Financial knowledge for everyone!

Financial knowledge for everyone!
Image by Tax Credits at Flickr Commons

In the Money Jedi series, I often focus on wealth consciousness–what it means to think about money in ways that generate more of it.

However, there’s more to being a Money Jedi than simply changing your mindset (“simply”–yeah, right!) We also need the nuts and bolts of the business. We need to understand financial stuff, such as saving, investing, keeping track of tax expenses, and all the strategic and technical aspects of money management.

I can hear you sighing now. “But I’ve just never been good with money or numbers. It doesn’t come naturally to me.” Or, “My (husband/wife/10-year-old) manages the money in our house; I’m not financially savvy, anyway.”

Oh, grasshopper.

The problem with this mindset is that it turns money knowledge into something that is “bestowed” on us, instead of treating it like a skill anyone can learn. Money savvy becomes something we either have, or we don’t–like blue eyes–and if we weren’t born with it, there’s nothing we can do about it.

We will always be stuck relying on those who have the magic touch. The chosen blue-eyed few who speak investment options and retirement plans like it’s their native tongue. These special people use terms that do not make sense or simply have no relevance in our world (“Mutual funds?” Huh?), and calculate tax expenses in their sleep while the rest of us struggle to calculate tips at the diner.

Obviously, we should leave managing the money up to these people who “just get it.”

Except, no. We shouldn’t. That’s totally disempowering.

So you don’t understand financial planning? I bet you don’t understand German either. You think you wouldn’t be able to learn? If you really wanted to learn to speak German, you could absolutely learn to speak German.

Money management isn’t a magic talent, sprinkled on the few and lucky like freaking fairy dust. It’s a skill and anyone can learn it. Even you.

You don’t understand your investing options? Get a book.

You don’t know how to plan for your financial future? Talk to a financial planner. Find a nice one, who will hold your hand through the scary parts.

Or just Google it. That Google, it knows lots of cool stuff.

I think there is a real lack of education about money in our society. What it is, how to earn it, and how to manage it. There is greater wealth inequality in the US than at any time in history. I don’t think that can be attributed to any single cause, but I believe the way we understand (or don’t understand) money–as a people–has a lot to do with the situation.

Forget the “Highest Earning Jobs in America” lists. Unless one of those jobs really is your passion, those seem like “set it and forget it” solutions to me. Get in the “Doctor” line for more money, get in this “Teacher” line for a mediocre income. Want to earn a fortune in 20 years? First, spend a fortune on law school, then work hard, nose to the grindstone, and in 20 years you’ll start to see great returns. Yay!

We’re taught that money comes from certain jobs and industries. And sometimes it does. But we’re not taught that money comes from us. That each of us has the resources and brainpower to generate and manage wealth.

Most of us–both men and women–are pretty uneducated about money. I include myself in that statement. We’re expected to pick up understanding about bank accounts, retirement plans, stock options, bonds, insurance, taxes, charitable giving, and more on our own. Most of us never do.

• Short problem
In the post on financial knowledge, what does the author advise someone who doesn't understand their investing options to do? The material after this post is separate from it.

• Dataset records
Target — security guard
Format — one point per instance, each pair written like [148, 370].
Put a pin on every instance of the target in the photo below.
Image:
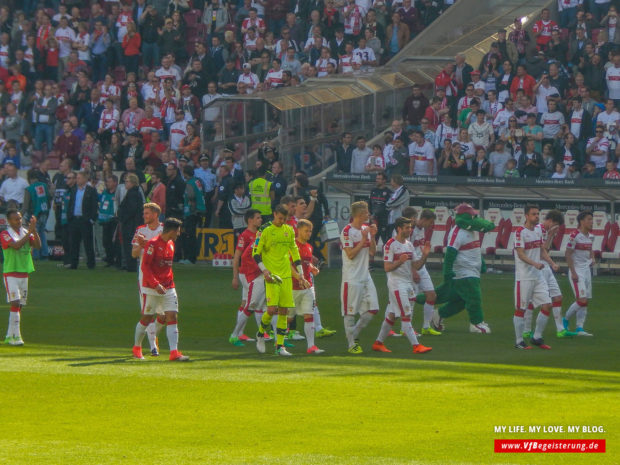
[262, 193]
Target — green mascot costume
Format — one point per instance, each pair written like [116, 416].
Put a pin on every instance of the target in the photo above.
[462, 266]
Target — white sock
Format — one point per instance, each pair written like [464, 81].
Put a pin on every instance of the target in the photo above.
[541, 323]
[581, 316]
[14, 319]
[557, 316]
[349, 326]
[519, 325]
[309, 332]
[242, 319]
[386, 327]
[258, 314]
[428, 315]
[362, 323]
[140, 332]
[317, 320]
[527, 318]
[151, 334]
[409, 332]
[172, 331]
[571, 310]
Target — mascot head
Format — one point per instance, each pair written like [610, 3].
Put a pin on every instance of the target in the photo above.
[467, 218]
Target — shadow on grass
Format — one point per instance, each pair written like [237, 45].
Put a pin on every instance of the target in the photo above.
[94, 360]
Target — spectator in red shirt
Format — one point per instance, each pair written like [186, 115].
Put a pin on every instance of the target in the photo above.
[153, 151]
[51, 59]
[68, 145]
[433, 113]
[612, 171]
[131, 48]
[522, 81]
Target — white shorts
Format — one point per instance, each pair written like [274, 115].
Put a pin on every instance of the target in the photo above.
[532, 291]
[244, 287]
[400, 300]
[254, 295]
[425, 284]
[358, 298]
[304, 302]
[581, 284]
[552, 283]
[16, 289]
[159, 304]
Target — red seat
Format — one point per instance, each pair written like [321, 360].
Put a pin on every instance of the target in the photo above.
[557, 240]
[119, 74]
[505, 234]
[613, 237]
[192, 18]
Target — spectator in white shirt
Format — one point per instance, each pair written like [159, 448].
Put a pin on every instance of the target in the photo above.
[421, 155]
[612, 76]
[65, 37]
[498, 159]
[481, 131]
[543, 90]
[13, 187]
[359, 156]
[375, 163]
[597, 150]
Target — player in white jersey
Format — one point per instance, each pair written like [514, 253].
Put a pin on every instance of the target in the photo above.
[421, 156]
[425, 222]
[553, 220]
[399, 263]
[358, 293]
[144, 233]
[530, 286]
[579, 257]
[247, 273]
[421, 278]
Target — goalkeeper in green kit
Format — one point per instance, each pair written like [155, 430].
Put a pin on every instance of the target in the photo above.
[274, 247]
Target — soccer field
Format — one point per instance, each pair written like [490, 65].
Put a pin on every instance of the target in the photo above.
[73, 394]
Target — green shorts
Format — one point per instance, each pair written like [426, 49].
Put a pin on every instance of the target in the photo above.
[280, 295]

• Completed exercise
Get a book.